** Provided records **
_ _ _ _ _

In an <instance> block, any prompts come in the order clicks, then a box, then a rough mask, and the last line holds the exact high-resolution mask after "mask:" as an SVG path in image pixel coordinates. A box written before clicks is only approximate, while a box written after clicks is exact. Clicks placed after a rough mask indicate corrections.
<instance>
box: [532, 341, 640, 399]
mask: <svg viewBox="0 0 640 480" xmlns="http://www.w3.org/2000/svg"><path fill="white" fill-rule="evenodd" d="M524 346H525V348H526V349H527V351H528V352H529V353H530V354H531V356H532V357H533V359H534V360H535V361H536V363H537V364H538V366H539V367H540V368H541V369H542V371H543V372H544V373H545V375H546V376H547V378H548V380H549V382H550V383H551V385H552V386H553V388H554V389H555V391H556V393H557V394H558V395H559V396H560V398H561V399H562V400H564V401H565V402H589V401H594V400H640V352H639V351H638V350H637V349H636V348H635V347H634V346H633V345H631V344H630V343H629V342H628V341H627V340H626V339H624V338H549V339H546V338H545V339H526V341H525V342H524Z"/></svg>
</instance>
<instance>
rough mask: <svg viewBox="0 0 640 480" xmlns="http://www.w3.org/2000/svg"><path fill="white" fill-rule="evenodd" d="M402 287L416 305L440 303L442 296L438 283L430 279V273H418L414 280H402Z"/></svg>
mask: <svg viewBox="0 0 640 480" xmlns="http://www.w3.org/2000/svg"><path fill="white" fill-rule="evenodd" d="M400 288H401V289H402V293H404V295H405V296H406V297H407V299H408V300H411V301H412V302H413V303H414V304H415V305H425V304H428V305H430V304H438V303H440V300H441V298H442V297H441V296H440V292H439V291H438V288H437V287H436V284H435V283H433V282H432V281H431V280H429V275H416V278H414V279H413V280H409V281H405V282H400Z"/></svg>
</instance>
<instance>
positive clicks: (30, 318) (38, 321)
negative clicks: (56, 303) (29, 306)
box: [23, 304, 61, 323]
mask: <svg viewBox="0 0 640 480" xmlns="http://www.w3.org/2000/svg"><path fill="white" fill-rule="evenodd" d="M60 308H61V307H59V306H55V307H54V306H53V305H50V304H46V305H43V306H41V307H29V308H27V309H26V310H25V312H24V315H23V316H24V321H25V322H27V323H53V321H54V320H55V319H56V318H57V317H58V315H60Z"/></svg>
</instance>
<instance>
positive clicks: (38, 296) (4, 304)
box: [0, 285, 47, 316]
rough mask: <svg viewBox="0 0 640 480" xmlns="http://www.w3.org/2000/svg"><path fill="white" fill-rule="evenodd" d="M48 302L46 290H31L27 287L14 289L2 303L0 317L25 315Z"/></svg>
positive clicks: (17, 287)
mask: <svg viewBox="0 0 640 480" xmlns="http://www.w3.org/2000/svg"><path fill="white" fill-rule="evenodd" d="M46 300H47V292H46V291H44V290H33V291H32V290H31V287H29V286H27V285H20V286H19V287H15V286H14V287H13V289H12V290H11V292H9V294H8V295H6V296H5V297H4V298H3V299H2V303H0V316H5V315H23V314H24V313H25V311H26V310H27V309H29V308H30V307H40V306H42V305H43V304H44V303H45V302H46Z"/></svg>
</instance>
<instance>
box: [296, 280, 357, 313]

_ _ _ _ _

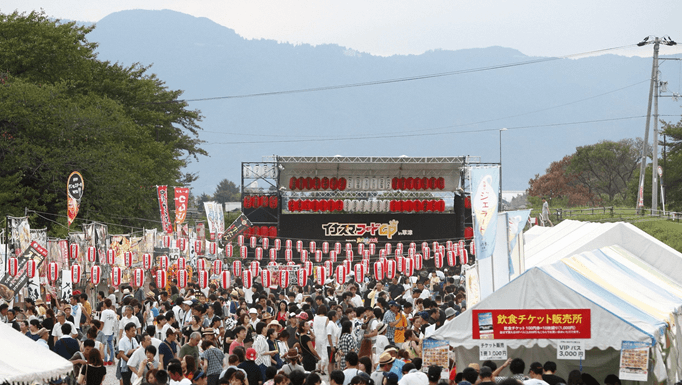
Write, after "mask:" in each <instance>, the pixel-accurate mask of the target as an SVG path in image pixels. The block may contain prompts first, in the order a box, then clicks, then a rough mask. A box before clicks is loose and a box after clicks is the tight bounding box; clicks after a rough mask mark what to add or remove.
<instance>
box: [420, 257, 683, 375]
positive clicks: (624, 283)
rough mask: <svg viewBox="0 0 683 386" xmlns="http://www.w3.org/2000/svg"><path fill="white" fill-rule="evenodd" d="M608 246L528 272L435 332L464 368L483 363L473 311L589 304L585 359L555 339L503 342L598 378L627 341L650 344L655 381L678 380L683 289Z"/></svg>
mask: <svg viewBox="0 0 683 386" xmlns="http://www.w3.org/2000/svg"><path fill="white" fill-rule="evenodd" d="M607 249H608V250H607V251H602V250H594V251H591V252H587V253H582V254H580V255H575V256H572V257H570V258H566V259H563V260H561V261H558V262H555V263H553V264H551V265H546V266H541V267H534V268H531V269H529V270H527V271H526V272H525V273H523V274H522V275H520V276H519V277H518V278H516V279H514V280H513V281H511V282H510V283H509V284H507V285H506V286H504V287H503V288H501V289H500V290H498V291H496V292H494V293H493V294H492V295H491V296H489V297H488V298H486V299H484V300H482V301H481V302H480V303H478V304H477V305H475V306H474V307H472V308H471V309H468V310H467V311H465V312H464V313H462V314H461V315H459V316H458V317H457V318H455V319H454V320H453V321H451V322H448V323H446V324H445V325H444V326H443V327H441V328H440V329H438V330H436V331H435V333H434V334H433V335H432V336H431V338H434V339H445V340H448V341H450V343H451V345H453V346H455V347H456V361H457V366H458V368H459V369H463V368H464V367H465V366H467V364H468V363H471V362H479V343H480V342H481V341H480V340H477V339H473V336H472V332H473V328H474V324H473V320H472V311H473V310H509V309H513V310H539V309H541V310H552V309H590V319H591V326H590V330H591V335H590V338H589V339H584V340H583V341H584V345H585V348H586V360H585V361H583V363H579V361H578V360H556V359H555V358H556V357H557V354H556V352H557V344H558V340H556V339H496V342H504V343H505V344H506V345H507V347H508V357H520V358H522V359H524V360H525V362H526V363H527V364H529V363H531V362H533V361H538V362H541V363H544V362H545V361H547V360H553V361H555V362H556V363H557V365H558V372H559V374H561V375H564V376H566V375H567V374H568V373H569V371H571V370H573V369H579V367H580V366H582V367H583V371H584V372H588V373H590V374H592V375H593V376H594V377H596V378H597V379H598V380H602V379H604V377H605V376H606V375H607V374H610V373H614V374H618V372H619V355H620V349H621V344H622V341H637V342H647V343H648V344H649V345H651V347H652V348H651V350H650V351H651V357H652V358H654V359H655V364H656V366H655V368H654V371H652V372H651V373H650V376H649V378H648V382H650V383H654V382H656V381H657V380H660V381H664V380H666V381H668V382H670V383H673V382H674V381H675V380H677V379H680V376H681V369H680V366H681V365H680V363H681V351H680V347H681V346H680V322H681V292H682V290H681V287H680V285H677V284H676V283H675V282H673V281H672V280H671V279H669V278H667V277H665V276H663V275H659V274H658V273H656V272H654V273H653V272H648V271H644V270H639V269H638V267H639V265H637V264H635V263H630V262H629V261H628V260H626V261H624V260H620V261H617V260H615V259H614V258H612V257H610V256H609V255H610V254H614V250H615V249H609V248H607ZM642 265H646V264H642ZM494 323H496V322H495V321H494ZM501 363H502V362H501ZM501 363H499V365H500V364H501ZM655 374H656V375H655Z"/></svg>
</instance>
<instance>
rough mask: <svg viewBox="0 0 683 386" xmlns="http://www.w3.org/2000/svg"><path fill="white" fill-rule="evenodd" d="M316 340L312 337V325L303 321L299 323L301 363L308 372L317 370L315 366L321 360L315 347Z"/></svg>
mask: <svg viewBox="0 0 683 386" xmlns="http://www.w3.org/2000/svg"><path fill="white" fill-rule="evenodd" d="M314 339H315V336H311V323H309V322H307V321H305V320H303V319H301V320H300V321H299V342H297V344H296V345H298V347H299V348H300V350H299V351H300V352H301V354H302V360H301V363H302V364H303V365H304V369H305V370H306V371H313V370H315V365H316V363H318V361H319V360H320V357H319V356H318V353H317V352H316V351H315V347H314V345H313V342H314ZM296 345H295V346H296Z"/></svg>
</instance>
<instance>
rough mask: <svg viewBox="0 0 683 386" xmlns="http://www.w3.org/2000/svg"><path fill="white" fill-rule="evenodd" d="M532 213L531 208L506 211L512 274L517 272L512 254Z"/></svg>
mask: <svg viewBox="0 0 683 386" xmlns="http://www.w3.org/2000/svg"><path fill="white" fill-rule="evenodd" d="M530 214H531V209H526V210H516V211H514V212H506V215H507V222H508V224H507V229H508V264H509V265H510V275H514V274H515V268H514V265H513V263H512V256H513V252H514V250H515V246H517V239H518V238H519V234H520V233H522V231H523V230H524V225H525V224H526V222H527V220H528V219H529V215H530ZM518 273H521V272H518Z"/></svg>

_ _ _ _ _

** Brief **
Read the lines above. Gather those in which the string "order" is found.

** Exercise solution **
In an <instance> block, any prompts come in the order clicks, then a box, then a rough mask, and the last line holds the exact high-resolution mask after "mask:" as an SVG path in image pixel coordinates. A box written before clicks is only approximate, while a box written after clicks is exact. Clicks placed after a rough mask indicate corrections.
Write, after "mask:" in each <instance>, the pixel-accurate mask of the target as an SVG path in image pixels. The block may contain prompts first, in the order a box, then clicks, then a rough mask. A box before clicks is loose and a box after clicks is the tight bounding box; clicks after a rough mask mark what to add or remove.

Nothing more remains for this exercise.